Start of EXTRACT PROVIDED

## Run ANL's LOM: PILOWF

Jenna Ruzekowicz (jenna.ruzekowicz@nrel.gov), Caleb Phillips (caleb.phillips@nrel.gov), and Dmitry Duplyakin (dmitry.duplyakin@nrel.gov)

The purpose of this notebook is to read in inflow data, load obstacle data, and run the LOMs.

Output is saved into files named:

 > `bergey|oneenergy_anl|lanl_tid_windSource_obstacleMode.csv.bz2`, 
 
 > where `windSource` is one of: `wtk`, `wtk_led_2018`, `wtk_led_2019`, `wtk_bc`, `wtk_led_bc` (`bc` referes to bias corrected versions) 
 
 > and `obstacleMode` is one of: `bldgsonly`, `treesasbldgs`, `bldgsandtrees`

### Work notes:

- Currently only ANL model
- Sites t007 and t074 are currently excluded becuase they don't have height data matching other sites
- Code looks for `"%s/%sv2.json" % (obstacle_data_dir, tid)` files for site obstacles inside `02 Input For Models` dir
- Sites t207 take a very long time! (slowest site)

End of EXTRACT PROVIDED
Start of DATASET CONTENT

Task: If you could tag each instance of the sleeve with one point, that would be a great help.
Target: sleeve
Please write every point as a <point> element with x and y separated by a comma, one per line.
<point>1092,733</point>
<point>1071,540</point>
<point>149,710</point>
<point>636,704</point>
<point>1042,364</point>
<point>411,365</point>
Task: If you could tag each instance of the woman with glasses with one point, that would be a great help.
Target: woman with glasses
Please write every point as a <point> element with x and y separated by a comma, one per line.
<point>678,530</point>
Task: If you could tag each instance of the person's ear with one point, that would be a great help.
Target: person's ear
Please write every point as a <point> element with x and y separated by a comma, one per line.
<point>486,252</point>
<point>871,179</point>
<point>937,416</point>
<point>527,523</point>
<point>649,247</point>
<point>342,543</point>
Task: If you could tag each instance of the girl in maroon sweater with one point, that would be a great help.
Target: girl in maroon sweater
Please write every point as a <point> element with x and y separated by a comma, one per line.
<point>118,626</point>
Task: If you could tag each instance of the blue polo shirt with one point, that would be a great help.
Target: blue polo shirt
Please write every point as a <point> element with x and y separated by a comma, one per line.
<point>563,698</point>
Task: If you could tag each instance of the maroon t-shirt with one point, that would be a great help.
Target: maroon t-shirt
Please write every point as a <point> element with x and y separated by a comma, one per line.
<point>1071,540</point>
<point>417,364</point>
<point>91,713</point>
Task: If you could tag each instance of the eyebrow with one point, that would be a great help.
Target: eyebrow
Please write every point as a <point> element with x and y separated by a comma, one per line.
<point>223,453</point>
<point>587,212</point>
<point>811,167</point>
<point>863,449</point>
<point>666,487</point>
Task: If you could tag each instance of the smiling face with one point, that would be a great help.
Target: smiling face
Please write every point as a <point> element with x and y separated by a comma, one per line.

End of DATASET CONTENT

[ACTIONS TO TAKE]
A: Transcribe the part of the LOM notebook description starting at "Jenna Ruzekowicz (jenna.ruzekowicz@nrel.gov), Caleb" and ending at "bias corrected versions)".
B: Give the lines of the records as a JSON list of strings, one string per line with blank lines omitted, starting at the beginning of the records and ending at the line containing "<point>678,530</point>".
The notebook text and the records are unrelated to each other.

[PER-TASK ANSWERS]
A:
Jenna Ruzekowicz (jenna.ruzekowicz@nrel.gov), Caleb Phillips (caleb.phillips@nrel.gov), and Dmitry Duplyakin (dmitry.duplyakin@nrel.gov)

The purpose of this notebook is to read in inflow data, load obstacle data, and run the LOMs.

Output is saved into files named:

 > `bergey|oneenergy_anl|lanl_tid_windSource_obstacleMode.csv.bz2`, 
 
 > where `windSource` is one of: `wtk`, `wtk_led_2018`, `wtk_led_2019`, `wtk_bc`, `wtk_led_bc` (`bc` referes to bias corrected versions)

B:
[
  "Task: If you could tag each instance of the sleeve with one point, that would be a great help.",
  "Target: sleeve",
  "Please write every point as a <point> element with x and y separated by a comma, one per line.",
  "<point>1092,733</point>",
  "<point>1071,540</point>",
  "<point>149,710</point>",
  "<point>636,704</point>",
  "<point>1042,364</point>",
  "<point>411,365</point>",
  "Task: If you could tag each instance of the woman with glasses with one point, that would be a great help.",
  "Target: woman with glasses",
  "Please write every point as a <point> element with x and y separated by a comma, one per line.",
  "<point>678,530</point>"
]